> [Tarea escrita 1]
Selecciona todas las líneas de las filas que contengan la palabra "black" y cópialas.

> [Fragmento de texto]
No pretendo y llevo tiempo sin hacerlo, lograr un juicio unánime ante mi trabajo, dado que eso, además de imposible, tampoco me ayudaría a crecer como profesional. Muy distinto es que tener que soportar los desprecios de quienes, primero, se autodenominan defensores de algo y, a reglón seguido, desprecian tu trabajo, porque o no les gusta el tema o consideran que no hace falta explicar y/ o detallar las cosas allí expuestas ante el argumento ¿Quién se va a leer todo eso?

Ello parte, como ya dije anteriormente, de su incapacidad por ver más allá de sus narices, pero, créanme, basta salir de tú país para darte cuenta que las habas no son las mismas en todos sitios, aunque puedan saber igual.

El mismo día en el que inauguraba mi primera exposición en Helsinki, un airado –y un tanto torticero visitante, debo añadir- me criticó duramente porque no había podido encontrar ningún texto en la exposición. Su crítica, teñida de cierto resentimiento por no encontrar aquello que él quería ver o que no supo encontrar, era cierta. Al día siguiente la exposición contó con 165 cartelas de texto y una docena de textos mayores de una páginas, además de una carpeta con una veintena de textos para quien quisiera conocer más de cerca los temas allí expuestos.

> [Tarea escrita 2]
Indica, según el fragmento de texto, con cuántas cartelas de texto contó la exposición de Helsinki al día siguiente de su inauguración.

> [Material facilitado]
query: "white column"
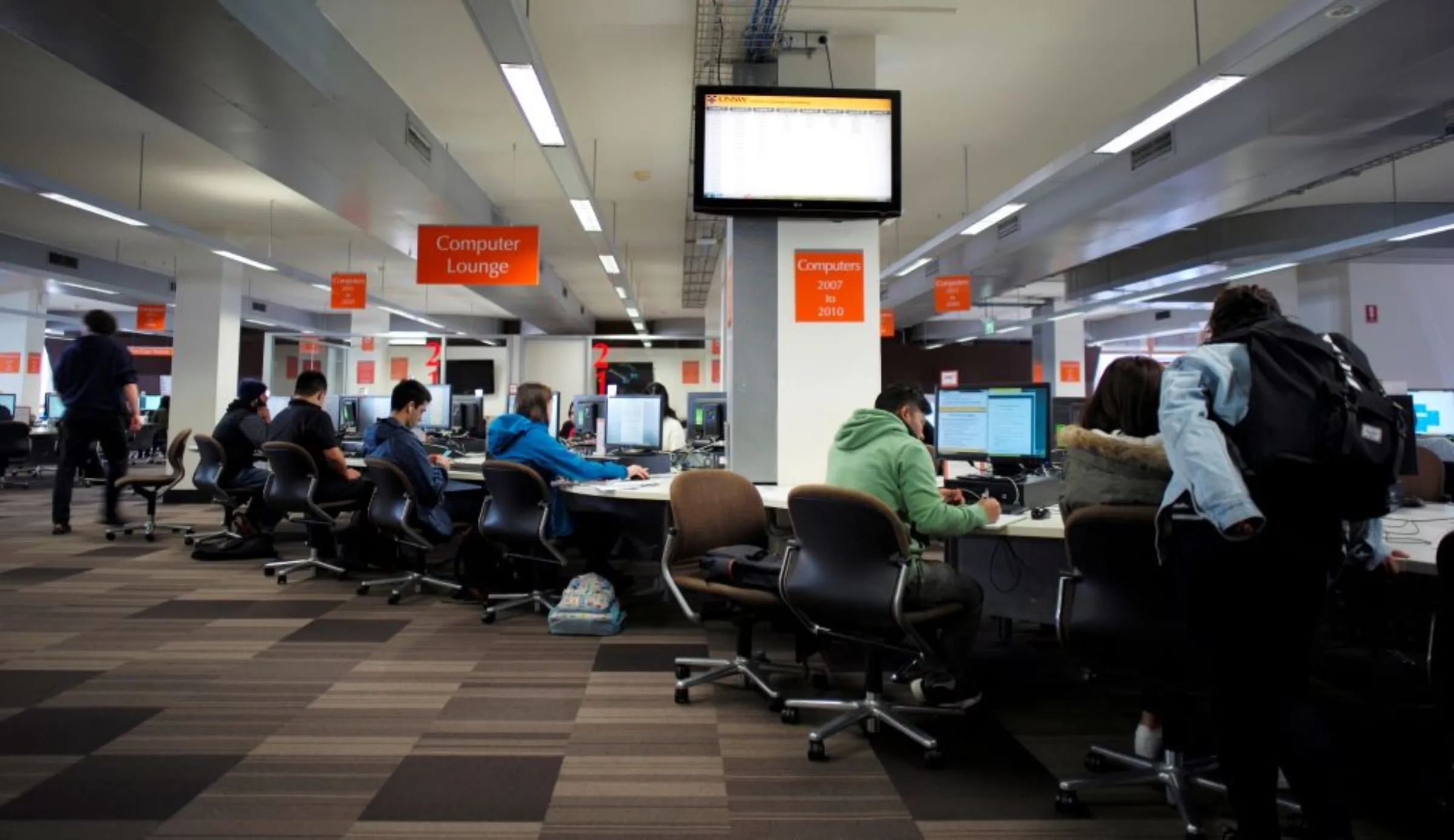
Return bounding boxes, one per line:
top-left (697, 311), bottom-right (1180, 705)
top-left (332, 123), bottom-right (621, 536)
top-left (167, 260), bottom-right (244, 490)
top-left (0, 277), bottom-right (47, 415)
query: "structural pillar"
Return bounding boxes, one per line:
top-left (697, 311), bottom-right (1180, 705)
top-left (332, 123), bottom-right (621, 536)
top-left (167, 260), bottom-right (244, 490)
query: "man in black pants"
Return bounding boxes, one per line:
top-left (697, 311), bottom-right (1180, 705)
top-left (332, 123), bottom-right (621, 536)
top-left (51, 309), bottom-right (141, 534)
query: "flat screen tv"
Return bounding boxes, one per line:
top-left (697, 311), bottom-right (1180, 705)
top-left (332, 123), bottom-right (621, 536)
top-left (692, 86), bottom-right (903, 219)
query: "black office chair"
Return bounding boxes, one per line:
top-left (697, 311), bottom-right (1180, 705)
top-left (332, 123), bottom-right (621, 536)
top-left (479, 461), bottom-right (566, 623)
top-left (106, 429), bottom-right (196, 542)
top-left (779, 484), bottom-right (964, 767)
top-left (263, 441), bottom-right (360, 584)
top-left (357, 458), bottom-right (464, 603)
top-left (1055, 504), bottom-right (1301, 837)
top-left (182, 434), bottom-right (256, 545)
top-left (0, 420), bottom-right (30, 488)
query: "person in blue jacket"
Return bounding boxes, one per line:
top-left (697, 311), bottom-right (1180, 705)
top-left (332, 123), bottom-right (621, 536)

...

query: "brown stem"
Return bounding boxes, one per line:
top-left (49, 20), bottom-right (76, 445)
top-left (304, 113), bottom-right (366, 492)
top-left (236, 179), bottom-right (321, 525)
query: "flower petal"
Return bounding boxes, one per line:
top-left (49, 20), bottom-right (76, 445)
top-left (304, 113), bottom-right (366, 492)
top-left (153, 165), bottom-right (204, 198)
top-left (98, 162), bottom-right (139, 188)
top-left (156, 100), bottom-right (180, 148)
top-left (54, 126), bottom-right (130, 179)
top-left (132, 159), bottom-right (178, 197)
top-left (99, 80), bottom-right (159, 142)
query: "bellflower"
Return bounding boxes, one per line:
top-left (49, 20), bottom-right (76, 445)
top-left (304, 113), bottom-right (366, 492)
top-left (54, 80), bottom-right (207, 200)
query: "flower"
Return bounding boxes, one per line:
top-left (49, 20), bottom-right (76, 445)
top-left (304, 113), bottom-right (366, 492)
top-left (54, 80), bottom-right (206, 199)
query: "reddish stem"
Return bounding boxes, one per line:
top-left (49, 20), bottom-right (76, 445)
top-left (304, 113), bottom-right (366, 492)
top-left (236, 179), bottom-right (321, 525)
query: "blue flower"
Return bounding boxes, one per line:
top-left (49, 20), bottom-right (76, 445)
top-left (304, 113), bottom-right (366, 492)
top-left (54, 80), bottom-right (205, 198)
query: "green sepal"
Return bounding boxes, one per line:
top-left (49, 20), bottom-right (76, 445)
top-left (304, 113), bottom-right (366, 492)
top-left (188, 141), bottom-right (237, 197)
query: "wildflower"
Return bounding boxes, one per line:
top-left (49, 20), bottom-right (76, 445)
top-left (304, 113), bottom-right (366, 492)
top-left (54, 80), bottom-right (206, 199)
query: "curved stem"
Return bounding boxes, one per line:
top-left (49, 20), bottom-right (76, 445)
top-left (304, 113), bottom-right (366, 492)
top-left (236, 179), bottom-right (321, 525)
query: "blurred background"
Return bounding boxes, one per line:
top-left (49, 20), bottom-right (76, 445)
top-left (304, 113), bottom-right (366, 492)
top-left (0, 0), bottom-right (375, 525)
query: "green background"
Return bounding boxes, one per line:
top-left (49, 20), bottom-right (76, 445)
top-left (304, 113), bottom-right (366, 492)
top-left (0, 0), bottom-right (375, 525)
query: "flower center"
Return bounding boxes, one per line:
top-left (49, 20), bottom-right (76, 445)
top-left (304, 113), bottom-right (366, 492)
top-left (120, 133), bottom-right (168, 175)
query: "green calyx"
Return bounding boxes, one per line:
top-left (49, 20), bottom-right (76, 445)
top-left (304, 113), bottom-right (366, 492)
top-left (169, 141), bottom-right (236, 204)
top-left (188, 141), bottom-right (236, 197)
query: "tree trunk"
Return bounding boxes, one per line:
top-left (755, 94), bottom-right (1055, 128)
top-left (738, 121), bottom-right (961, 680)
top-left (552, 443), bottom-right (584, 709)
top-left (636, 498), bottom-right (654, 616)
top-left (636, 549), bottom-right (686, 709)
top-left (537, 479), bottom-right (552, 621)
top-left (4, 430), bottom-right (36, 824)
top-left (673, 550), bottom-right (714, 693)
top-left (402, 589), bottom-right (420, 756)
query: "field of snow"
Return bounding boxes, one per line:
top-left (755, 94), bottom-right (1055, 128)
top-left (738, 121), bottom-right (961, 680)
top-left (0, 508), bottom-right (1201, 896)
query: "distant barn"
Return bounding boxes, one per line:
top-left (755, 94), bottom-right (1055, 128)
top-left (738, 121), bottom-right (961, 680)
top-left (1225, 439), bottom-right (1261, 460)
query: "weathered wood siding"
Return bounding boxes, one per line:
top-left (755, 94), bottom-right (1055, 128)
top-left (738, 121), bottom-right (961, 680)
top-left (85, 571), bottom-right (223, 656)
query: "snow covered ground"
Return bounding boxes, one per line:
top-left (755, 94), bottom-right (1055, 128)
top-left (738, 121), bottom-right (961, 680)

> [Resultado 1]
query: "man in black pants"
query: "black office chair"

> [Resultado 2]
La exposición contó con 165 cartelas de texto.